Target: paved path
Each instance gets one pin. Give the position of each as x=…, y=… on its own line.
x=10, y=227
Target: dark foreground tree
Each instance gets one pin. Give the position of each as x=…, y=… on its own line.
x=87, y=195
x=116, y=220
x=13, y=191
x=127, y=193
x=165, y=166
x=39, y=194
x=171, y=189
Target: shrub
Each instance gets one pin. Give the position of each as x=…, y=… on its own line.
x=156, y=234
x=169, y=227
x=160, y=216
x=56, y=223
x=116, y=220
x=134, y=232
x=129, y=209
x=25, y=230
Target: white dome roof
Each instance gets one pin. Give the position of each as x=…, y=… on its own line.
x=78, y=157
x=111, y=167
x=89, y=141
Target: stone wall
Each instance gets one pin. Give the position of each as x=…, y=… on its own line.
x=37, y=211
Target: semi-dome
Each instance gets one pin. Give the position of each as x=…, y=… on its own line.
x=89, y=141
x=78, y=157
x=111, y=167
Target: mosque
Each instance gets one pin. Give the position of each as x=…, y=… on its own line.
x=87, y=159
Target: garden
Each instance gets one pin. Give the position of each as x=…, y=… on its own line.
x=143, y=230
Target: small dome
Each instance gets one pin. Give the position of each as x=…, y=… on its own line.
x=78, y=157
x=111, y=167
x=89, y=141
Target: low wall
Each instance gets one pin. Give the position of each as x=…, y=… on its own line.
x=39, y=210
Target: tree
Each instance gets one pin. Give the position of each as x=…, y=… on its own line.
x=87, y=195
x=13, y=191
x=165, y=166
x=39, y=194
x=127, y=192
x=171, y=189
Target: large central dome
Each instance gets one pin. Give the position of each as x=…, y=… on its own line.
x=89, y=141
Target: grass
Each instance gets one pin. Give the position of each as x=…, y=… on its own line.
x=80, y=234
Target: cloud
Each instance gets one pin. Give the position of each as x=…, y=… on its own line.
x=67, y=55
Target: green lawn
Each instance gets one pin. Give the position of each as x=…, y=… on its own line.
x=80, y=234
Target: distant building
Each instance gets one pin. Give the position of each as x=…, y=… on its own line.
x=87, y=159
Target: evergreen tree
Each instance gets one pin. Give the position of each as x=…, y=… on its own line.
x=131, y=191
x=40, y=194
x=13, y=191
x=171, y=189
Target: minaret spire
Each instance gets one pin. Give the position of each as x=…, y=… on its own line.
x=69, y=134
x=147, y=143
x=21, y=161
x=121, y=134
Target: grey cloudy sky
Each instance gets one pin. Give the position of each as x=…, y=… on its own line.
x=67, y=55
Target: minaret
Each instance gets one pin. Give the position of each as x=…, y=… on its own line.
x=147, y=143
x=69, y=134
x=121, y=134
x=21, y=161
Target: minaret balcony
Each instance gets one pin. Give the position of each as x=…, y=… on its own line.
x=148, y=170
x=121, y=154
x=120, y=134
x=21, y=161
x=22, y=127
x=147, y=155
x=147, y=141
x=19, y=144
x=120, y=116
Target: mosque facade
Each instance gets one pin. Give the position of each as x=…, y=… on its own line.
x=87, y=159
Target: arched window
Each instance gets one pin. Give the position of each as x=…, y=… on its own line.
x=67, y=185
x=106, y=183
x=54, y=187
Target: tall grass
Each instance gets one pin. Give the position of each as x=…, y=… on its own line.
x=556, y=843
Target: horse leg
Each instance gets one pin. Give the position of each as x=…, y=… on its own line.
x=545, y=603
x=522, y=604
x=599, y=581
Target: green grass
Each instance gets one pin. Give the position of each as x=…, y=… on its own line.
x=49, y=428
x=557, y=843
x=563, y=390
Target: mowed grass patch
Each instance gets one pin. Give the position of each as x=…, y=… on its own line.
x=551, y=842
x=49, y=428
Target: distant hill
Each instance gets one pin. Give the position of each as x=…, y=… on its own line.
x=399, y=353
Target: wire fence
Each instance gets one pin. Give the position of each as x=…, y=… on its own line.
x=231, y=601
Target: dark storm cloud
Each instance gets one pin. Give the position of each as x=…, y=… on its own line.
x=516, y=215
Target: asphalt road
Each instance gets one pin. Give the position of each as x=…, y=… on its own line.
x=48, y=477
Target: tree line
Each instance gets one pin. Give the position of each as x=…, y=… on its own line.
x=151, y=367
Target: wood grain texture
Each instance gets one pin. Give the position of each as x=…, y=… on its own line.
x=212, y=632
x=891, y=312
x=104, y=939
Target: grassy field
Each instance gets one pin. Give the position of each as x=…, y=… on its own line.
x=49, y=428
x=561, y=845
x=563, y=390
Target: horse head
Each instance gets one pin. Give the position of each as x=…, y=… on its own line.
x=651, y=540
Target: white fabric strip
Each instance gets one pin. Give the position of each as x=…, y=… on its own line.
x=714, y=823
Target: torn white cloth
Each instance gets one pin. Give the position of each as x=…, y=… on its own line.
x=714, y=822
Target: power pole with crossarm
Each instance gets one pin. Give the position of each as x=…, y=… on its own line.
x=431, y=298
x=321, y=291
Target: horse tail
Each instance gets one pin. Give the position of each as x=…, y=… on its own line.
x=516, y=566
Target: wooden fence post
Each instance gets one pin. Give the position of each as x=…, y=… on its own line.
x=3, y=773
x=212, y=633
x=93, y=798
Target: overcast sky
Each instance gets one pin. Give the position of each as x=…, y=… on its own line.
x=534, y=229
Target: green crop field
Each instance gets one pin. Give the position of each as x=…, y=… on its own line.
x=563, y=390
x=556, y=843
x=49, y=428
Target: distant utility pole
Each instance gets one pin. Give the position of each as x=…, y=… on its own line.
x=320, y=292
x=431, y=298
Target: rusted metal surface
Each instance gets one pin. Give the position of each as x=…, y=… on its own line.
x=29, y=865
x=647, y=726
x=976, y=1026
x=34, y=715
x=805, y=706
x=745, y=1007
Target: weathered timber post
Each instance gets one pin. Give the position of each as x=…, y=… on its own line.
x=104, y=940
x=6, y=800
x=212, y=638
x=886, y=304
● ● ●
Can you rewrite the records from the line with "Target: wooden fence post" up to and including the last line of the records, with "instance" replaced by "item" and everything else unchanged?

Target: wooden fence post
Each item gets one pin. Give the position of each as x=…, y=… on its own line.
x=3, y=773
x=212, y=633
x=93, y=798
Target: overcast sky
Each item gets one pin. Give the position of each as x=…, y=… on its own line.
x=534, y=229
Target: green crop field
Each item gets one pin. Give the position of each as x=…, y=… on its own line.
x=563, y=390
x=556, y=843
x=49, y=428
Target: distant utility pole
Each item gets one pin. Give the position of each as x=…, y=… on its own line.
x=320, y=292
x=431, y=298
Target: rusted metal surface
Each item gets one pin. Give the position of each as x=…, y=… on its own line.
x=29, y=865
x=647, y=726
x=976, y=1026
x=34, y=715
x=805, y=706
x=745, y=1007
Target: weathered timber post
Each item gets one pin. Give the position of each as x=…, y=… on its own line.
x=104, y=940
x=6, y=800
x=212, y=638
x=886, y=304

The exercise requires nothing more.